Referring expression data
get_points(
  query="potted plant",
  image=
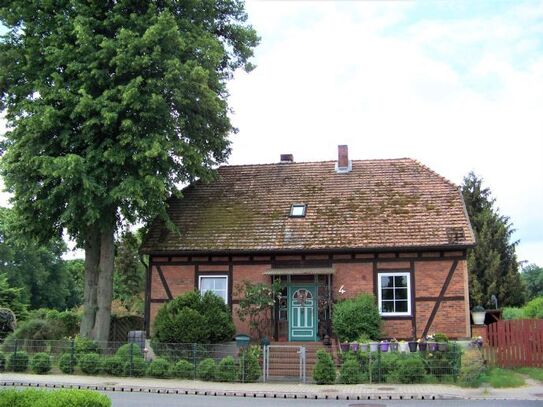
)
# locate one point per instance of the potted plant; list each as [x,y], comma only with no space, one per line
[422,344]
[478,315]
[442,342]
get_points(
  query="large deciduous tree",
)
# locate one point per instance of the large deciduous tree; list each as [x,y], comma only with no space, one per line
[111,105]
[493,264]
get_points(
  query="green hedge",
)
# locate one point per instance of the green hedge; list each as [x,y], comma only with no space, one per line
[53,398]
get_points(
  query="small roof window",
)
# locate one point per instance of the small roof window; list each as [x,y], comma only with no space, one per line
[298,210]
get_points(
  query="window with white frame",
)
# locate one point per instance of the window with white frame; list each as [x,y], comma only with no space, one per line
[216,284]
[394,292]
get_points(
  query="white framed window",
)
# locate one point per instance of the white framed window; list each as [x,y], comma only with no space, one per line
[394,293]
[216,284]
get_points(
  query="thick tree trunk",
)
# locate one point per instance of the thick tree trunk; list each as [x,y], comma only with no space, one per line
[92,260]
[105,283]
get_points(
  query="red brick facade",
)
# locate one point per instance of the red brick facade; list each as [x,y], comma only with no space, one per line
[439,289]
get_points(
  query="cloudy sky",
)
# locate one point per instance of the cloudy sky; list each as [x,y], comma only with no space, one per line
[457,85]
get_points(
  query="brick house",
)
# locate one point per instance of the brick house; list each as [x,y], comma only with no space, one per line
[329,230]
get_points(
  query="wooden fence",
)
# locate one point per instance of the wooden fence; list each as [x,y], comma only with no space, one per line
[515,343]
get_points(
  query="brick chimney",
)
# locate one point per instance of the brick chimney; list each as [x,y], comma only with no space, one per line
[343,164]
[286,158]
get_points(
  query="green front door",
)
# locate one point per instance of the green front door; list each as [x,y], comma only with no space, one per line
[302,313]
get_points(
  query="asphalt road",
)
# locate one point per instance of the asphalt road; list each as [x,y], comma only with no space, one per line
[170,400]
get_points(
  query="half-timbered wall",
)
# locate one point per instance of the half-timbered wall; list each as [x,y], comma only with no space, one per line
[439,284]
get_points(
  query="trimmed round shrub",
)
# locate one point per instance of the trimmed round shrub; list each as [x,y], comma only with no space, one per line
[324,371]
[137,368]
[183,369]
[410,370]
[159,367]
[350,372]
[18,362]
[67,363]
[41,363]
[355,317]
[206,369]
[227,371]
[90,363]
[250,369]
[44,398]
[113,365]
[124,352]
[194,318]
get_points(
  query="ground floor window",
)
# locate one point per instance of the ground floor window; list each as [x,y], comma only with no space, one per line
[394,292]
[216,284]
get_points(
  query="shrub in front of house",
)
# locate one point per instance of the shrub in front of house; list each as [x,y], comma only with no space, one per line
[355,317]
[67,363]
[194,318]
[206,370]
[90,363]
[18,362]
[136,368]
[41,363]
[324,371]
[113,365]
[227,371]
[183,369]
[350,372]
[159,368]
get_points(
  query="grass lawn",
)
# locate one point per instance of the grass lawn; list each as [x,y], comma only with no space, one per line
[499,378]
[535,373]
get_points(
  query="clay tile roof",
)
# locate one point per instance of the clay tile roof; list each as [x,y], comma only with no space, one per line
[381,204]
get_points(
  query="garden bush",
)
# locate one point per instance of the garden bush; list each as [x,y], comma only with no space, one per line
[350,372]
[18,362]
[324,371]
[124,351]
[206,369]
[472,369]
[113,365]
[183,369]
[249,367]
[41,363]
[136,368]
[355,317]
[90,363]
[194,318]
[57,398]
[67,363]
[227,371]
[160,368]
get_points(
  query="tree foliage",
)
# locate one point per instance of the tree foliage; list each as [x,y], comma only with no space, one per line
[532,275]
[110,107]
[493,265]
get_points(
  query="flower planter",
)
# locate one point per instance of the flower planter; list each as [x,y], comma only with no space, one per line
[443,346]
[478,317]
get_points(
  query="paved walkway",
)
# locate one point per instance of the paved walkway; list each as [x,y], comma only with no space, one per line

- [THE TASK]:
Copy out, from the data above, every line holding the word "walkway".

- [RESULT OF THE TASK]:
  query="paved walkway",
# locate one point per instance of the paved walkway; list each as [x,y], comma only with no space, one per line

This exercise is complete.